- EXTRACT TO READ
=== Begin Enclosure ===

Image by Pop & Zebra on Unsplash.

“Should you tell your age?” is one of those time-wasting questions, right up there with, “Should I dye my hair to cover the gray?”

The answer is, “How do you feel?” and, “What are the consequences?”

So many articles proudly proclaim, “I used to be afraid to share my age. Now I tell everyone.”

Gloria Steinem famously said, “That’s what forty looks like.” I think she said the same thing every decade, as she went from forty to eighty, still looking great.

The reasons for proudly proclaiming your age go like this:

1 – You’re more authentic. You’re not covering up an essential part of your identity. Just as gay people want to attend events publicly with a same-sex partner, you should feel free to be accepted regardless of your age.

I don’t buy this argument. If you know someone is gay, you know that person will be attracted to romantic partners of the same gender.

If you know someone is 43 or 68 or 82, you don’t know anything except the number. They might be frail elders taking multiple medications daily. They might be running marathons, lifting weights, playing basketball, and/or working for a good income. They might be anything in between. They might be liberal or conservative. They might be deeply religious or relentlessly atheist.

2 – You teach others to see people your age in a new light.

Forget it. People won’t learn from your example.

More likely they see YOU in a new light.

“Wow…he’s 72 and still going strong.”
“She looks so young for forty-two!”
“Do you need a wheelchair?”
“You’re joining this exercise class? Will you be…um…OK? Maybe you should. take it easy.”

Or just, “Gulp. I had no idea.”

If I ruled the world, we’d never tell our age.

Some government programs are age-related. Social Security offers some compensation for age discrimination. Medicare should be universal. Governments tend to use age as proxies for maturity (e.g., drinking age) or vulnerability (e.g., statutory rape). That’s another story. Government operates by the numbers. The rest of the world doesn’t need to.

We might even be better off if we didn’t put our age on medical records, as I suggested here in this article. Adding your age can screw up a diagnosis.

=== End Enclosure ===

- EXTRACTED ENTRIES
=== Begin Enclosure ===

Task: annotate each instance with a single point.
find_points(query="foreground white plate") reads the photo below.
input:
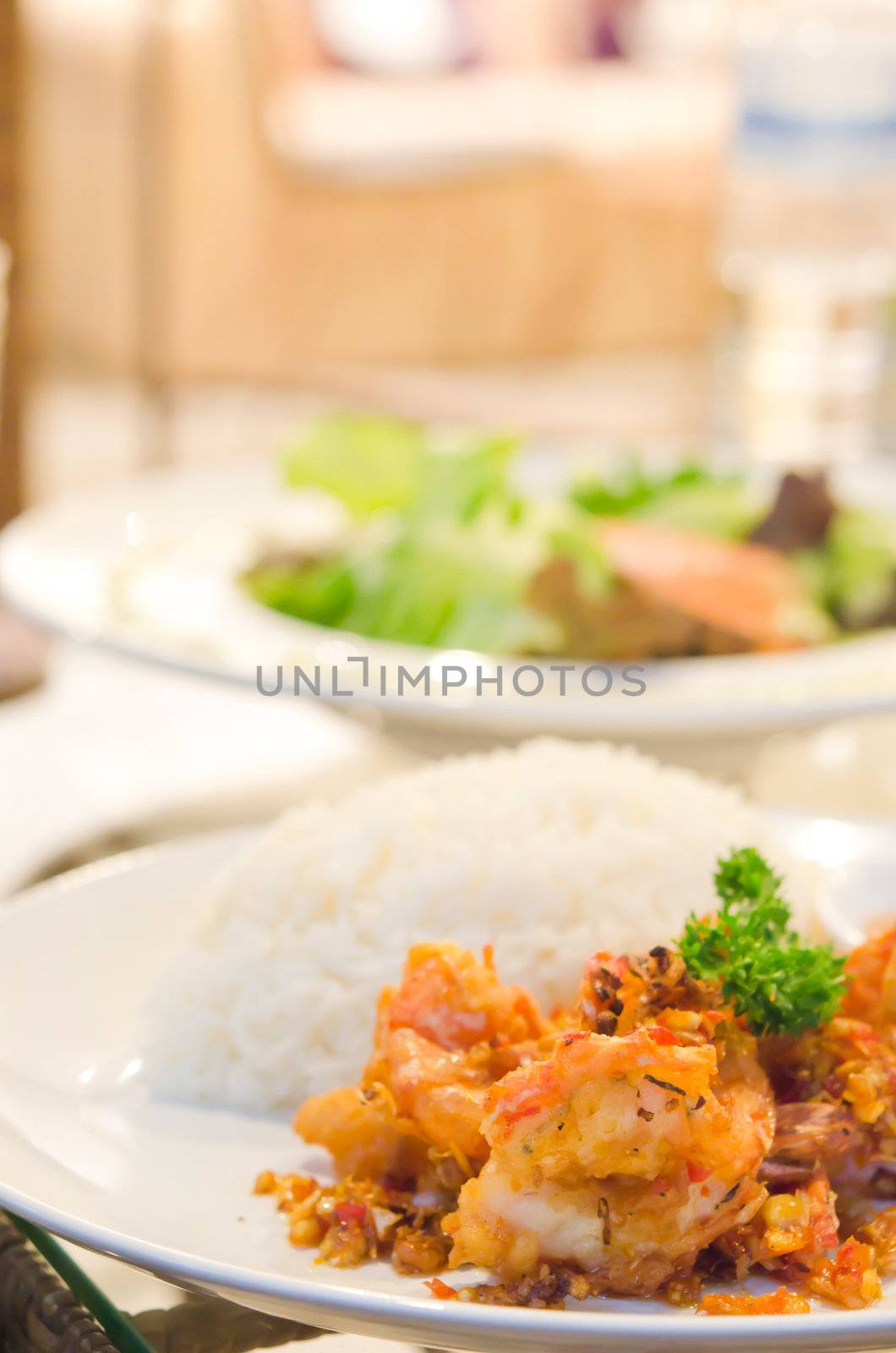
(88, 1153)
(149, 568)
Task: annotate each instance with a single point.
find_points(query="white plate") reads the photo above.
(88, 1153)
(149, 568)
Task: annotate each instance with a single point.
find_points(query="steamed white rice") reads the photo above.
(549, 852)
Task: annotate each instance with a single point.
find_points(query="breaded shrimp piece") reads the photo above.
(623, 1156)
(443, 1037)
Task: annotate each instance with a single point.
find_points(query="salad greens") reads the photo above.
(444, 548)
(851, 575)
(455, 567)
(692, 497)
(779, 984)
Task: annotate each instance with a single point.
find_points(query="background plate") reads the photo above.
(148, 568)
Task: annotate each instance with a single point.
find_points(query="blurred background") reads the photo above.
(623, 222)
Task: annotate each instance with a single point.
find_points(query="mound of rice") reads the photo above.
(549, 852)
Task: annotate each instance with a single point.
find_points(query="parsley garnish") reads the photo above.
(770, 978)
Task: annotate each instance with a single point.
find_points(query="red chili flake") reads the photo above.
(349, 1213)
(515, 1115)
(441, 1290)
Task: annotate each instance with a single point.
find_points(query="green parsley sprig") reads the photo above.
(770, 978)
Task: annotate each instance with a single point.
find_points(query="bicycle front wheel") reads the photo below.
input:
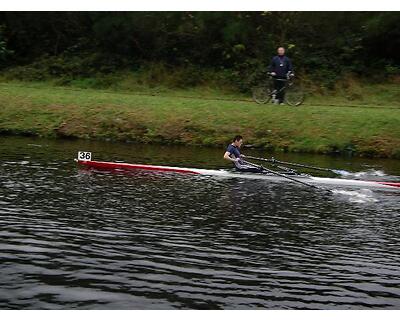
(294, 96)
(261, 94)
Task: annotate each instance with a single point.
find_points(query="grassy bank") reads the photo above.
(365, 123)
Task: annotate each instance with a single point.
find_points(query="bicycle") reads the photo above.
(294, 95)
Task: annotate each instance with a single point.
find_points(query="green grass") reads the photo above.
(368, 126)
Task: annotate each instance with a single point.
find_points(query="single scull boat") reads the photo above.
(228, 174)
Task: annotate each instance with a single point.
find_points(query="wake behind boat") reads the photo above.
(84, 159)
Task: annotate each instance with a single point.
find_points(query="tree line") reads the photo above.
(324, 45)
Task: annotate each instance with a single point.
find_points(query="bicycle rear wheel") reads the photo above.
(294, 96)
(261, 94)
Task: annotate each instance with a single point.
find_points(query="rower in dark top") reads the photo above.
(233, 154)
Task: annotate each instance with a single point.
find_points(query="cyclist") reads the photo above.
(280, 68)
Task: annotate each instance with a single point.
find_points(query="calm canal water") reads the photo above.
(76, 239)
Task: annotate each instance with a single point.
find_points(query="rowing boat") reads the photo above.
(100, 165)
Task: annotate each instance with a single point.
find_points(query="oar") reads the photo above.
(272, 160)
(284, 176)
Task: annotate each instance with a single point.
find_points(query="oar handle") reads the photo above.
(282, 175)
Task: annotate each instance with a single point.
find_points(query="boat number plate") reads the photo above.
(84, 156)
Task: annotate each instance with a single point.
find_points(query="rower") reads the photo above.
(233, 154)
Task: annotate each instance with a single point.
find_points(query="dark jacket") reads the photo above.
(281, 65)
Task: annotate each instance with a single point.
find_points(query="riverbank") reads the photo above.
(365, 124)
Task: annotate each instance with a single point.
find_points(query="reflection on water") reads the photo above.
(72, 238)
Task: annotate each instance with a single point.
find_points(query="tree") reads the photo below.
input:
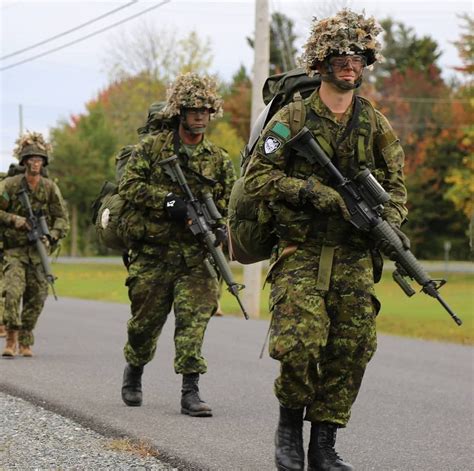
(282, 47)
(237, 103)
(403, 51)
(465, 45)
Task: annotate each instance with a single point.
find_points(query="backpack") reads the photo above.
(251, 235)
(108, 208)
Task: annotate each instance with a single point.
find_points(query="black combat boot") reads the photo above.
(289, 452)
(321, 453)
(132, 385)
(191, 403)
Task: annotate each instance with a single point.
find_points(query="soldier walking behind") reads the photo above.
(322, 298)
(167, 262)
(24, 278)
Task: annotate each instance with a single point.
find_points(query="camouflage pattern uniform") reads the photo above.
(166, 266)
(22, 270)
(322, 299)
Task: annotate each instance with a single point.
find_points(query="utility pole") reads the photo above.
(20, 115)
(253, 273)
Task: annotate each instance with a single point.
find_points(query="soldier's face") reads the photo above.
(196, 119)
(348, 68)
(34, 164)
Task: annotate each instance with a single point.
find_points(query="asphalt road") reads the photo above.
(414, 412)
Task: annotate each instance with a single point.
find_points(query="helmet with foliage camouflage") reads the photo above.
(32, 144)
(345, 33)
(193, 91)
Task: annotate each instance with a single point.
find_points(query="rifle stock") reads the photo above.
(39, 229)
(201, 217)
(364, 199)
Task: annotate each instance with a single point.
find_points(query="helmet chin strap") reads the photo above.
(341, 84)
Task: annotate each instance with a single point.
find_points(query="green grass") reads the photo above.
(419, 316)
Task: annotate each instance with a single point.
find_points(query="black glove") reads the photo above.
(221, 235)
(175, 207)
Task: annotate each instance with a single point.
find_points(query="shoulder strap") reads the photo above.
(297, 111)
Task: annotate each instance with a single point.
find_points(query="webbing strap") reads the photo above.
(297, 114)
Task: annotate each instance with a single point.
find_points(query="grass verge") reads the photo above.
(419, 316)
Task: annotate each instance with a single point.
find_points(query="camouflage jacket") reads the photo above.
(144, 185)
(45, 198)
(276, 174)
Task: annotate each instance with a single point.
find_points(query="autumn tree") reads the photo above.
(84, 150)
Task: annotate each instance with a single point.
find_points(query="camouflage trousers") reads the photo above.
(25, 292)
(322, 338)
(154, 286)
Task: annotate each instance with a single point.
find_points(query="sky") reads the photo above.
(51, 88)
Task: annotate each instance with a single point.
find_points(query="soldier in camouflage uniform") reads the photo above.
(2, 302)
(22, 270)
(166, 266)
(322, 298)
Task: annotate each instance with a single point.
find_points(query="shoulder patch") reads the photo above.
(271, 144)
(281, 130)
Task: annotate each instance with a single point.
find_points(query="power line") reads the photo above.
(113, 25)
(52, 38)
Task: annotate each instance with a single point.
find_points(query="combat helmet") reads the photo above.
(191, 90)
(155, 120)
(345, 33)
(32, 144)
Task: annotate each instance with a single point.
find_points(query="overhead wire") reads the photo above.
(69, 31)
(95, 33)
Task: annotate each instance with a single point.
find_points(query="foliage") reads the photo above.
(83, 159)
(224, 135)
(403, 51)
(465, 45)
(237, 104)
(156, 52)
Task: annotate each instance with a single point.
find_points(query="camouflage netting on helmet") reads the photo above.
(345, 33)
(193, 91)
(30, 144)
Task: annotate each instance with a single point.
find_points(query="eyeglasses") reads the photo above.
(340, 62)
(197, 111)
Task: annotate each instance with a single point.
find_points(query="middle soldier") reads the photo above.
(167, 267)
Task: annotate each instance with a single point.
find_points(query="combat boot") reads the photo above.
(289, 451)
(12, 341)
(25, 350)
(191, 403)
(132, 385)
(321, 453)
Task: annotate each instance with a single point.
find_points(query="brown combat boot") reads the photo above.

=== End Enclosure ===

- QUESTIONS TO ANSWER
1. Translate this sentence from the essay on telling one's age into Spanish: "If I ruled the world, we’d never tell our age."
2. In the essay on telling one's age, what does the writer say adding your age to medical records can do?
3. Transcribe the essay on telling one's age from "Gloria Steinem famously" to "the same gender.".

- RESPONSES BY ITEM NUMBER
1. Si yo gobernara el mundo, nunca diríamos nuestra edad.

2. It can screw up a diagnosis.

3.
Gloria Steinem famously said, “That’s what forty looks like.” I think she said the same thing every decade, as she went from forty to eighty, still looking great.

The reasons for proudly proclaiming your age go like this:

1 – You’re more authentic. You’re not covering up an essential part of your identity. Just as gay people want to attend events publicly with a same-sex partner, you should feel free to be accepted regardless of your age.

I don’t buy this argument. If you know someone is gay, you know that person will be attracted to romantic partners of the same gender.